** DIRECTIONS FOR THIS TASK **
Can you output each line of the data below as a JSON array of strings, one string per line and no blank lines?

** INPUT RECORDS **

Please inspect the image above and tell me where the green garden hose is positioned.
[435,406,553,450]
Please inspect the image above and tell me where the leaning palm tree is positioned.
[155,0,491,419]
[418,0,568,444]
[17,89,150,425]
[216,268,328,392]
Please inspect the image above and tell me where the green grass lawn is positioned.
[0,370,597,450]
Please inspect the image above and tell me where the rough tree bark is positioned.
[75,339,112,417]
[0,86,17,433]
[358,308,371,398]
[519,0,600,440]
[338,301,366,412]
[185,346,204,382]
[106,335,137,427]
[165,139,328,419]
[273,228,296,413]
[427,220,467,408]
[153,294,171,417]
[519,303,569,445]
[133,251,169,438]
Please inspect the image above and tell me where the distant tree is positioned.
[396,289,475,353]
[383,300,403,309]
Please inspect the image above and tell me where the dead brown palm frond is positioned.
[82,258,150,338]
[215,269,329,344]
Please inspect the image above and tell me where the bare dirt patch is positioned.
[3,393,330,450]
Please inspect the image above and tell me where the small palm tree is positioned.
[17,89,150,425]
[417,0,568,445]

** ANSWER **
[
  "Please inspect the image above and tell me where the green garden hose is positioned.",
  "[435,406,553,450]",
  "Please inspect the image above and tell me where the leaning palm tree is positioned.",
  "[155,0,491,419]",
  "[418,0,568,444]",
  "[17,89,150,425]",
  "[216,268,328,392]",
  "Please inspect the image above and tell me where the green grass lawn is positioned.",
  "[0,370,597,450]",
  "Please inspect the image above and tell me where the rough tree bark is positioned.",
  "[75,339,112,417]",
  "[0,86,17,433]",
  "[358,308,371,398]",
  "[519,0,600,440]",
  "[338,301,366,412]",
  "[185,346,204,382]",
  "[106,335,137,427]",
  "[165,139,328,419]",
  "[273,228,296,413]",
  "[427,220,467,408]",
  "[153,294,171,417]",
  "[519,303,569,445]",
  "[133,251,169,438]",
  "Please inspect the image above and tell me where the distant tree is positioned.",
  "[396,289,475,353]",
  "[383,300,403,309]",
  "Please inspect the image above and tell me where the dead brown palm frond is positioned.",
  "[82,258,150,338]",
  "[215,269,329,344]",
  "Please inspect the image above and tell me where the bare dirt patch is positioned.",
  "[3,393,330,450]",
  "Please inspect the image above and tell me where the small palm tree is positioned.",
  "[17,89,150,425]",
  "[417,0,568,445]"
]